### [Given records]
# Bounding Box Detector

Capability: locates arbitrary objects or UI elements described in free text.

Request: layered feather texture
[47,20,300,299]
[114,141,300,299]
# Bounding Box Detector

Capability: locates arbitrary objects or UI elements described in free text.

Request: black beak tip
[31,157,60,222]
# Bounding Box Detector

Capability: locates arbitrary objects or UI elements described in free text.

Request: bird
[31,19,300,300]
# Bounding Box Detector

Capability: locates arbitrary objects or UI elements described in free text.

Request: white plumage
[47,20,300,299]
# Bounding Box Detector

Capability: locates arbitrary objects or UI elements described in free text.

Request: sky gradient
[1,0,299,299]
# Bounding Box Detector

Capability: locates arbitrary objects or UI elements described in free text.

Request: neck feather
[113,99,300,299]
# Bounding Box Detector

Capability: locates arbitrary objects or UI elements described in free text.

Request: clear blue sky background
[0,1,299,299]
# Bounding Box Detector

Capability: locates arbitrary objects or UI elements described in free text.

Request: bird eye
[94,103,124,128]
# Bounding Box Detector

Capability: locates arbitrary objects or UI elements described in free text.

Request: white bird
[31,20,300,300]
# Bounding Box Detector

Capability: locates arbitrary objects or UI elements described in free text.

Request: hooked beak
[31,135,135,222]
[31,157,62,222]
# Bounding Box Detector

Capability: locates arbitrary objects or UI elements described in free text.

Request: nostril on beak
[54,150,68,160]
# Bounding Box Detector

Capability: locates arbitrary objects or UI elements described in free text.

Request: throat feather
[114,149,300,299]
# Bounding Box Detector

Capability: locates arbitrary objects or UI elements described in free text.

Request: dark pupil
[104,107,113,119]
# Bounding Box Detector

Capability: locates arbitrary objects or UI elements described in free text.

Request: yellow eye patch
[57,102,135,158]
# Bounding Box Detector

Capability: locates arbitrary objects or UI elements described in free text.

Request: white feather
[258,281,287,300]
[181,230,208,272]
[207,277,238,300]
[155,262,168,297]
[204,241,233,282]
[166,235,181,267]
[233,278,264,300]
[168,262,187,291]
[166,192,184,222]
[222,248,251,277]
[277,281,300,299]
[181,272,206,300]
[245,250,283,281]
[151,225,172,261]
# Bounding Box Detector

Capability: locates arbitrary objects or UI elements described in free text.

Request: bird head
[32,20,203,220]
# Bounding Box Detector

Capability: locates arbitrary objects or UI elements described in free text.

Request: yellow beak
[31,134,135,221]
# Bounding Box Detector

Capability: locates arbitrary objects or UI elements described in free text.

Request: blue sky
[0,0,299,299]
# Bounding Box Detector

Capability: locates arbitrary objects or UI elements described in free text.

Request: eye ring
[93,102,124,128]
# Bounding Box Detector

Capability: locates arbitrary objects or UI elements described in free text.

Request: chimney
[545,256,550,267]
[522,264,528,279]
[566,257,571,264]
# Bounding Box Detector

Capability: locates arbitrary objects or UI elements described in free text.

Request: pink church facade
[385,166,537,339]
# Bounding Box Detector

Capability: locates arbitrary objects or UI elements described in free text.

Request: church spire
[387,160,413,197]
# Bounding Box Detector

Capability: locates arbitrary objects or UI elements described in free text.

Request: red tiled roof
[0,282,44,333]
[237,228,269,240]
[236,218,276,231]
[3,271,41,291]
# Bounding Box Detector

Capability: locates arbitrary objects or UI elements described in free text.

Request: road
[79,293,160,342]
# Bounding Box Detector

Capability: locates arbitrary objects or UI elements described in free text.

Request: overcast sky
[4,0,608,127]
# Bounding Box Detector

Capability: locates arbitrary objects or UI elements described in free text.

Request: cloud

### [Problem description]
Give all the records above again, wording unchanged.

### [Solved exercise]
# Bounding Box Detector

Capability: locates arbitrary objects or UI elements described in free text.

Request: layered feather texture
[47,20,300,299]
[114,141,300,299]
# Bounding Box Detector

Capability: locates arbitrary objects or UI elements described in free text.

Request: black beak tip
[31,157,60,222]
# Bounding Box Detector

Capability: locates arbitrary objects or UI elements described in free text.

Request: bird
[31,19,300,300]
# Bounding Box Detector

Capability: locates arbitrary objects or UI elements described in free text.

Request: white plumage
[47,20,300,299]
# Bounding Box Detector

Capability: locates arbitrary objects or UI elements described in free text.

Request: sky gradient
[1,0,299,299]
# Bounding Box Detector

Capability: locates arbitrary objects or UI elements described in free text.

Request: neck feather
[113,99,300,299]
# Bounding Box Detector

Capability: locates arbitrary objects or UI elements described in free text.

Request: clear blue sky background
[0,1,299,299]
# Bounding Box Detector

Capability: locates arbitrary objects or UI elements described in free text.

Request: bird eye
[94,103,124,128]
# Bounding Box Detector

Capability: locates arbitrary objects or UI elements described in free text.

Request: white bird
[31,20,300,300]
# Bounding Box Detector

Capability: locates arbitrary objects or UI elements described in free text.

Request: hooked beak
[31,135,135,222]
[31,157,62,222]
# Bounding Box Detector

Capability: locates arbitrary objects or UI elements described in free text.

Request: nostril on beak
[54,150,68,160]
# Bounding Box Detector

Capability: locates arbitrary objects or UI elements described in free text.

Request: throat feather
[114,149,300,299]
# Bounding Box Detector

Capability: locates arbitrary objects or UI elements described in free text.

Request: dark pupil
[104,107,113,119]
# Bounding Box Detector

Capability: locates arbitrary objects or UI elements described in free text.

Request: yellow eye patch
[57,102,135,158]
# Bounding Box Detector

Capability: locates arbitrary objects or UI elements described in free text.

Request: white feather
[258,281,287,300]
[181,230,208,272]
[207,277,238,300]
[155,262,168,297]
[204,241,233,282]
[166,235,181,267]
[233,278,264,300]
[168,262,187,291]
[166,192,184,222]
[222,248,251,277]
[277,281,300,299]
[181,272,206,300]
[245,250,283,281]
[151,225,172,261]
# Bounding Box Detector

Capability: locates arbitrary objects or UI elements described in free text.

Request: bird head
[32,20,203,220]
# Bounding Box Detector

Capability: locates arbitrary objects or UI elements described in free text.

Request: yellow beak
[31,134,135,221]
# Bounding Box Detector

Capability: locates arbitrary objects or UI elements described in free text.

Request: blue sky
[0,0,299,299]
# Bounding Box Detector

Capability: locates arbitrary objects or UI elements described in free text.

Request: eye ring
[93,102,124,128]
# Bounding Box Detector

Capability: locates arbitrary objects or UI elements described in free text.

Request: chimney
[545,256,550,267]
[522,264,528,279]
[566,257,571,264]
# Bounding Box Detector

Capability: locates arbitrary objects or UI elements described in free text.

Request: pink church facade
[385,166,537,339]
# Bounding Box Detector

Capability: locates arbitrary objects or UI elements described in free text.

Request: church spire
[387,160,413,197]
# Bounding Box Detector

Capability: locates arbitrary objects or UI elements described in free text.

Request: red tiled roof
[0,282,44,333]
[237,228,269,240]
[236,218,276,231]
[3,271,41,291]
# Bounding Box Detector

Capability: locates arbitrary objects or UI elements described in free text.

Request: road
[79,293,160,342]
# Bounding Box Detector

Capability: locates arbitrary objects or UI elements described in free text.

Request: overcast sky
[4,0,608,127]
# Bounding Box Detector

Capability: locates arbitrary objects or UI elements described in free text.

Request: cloud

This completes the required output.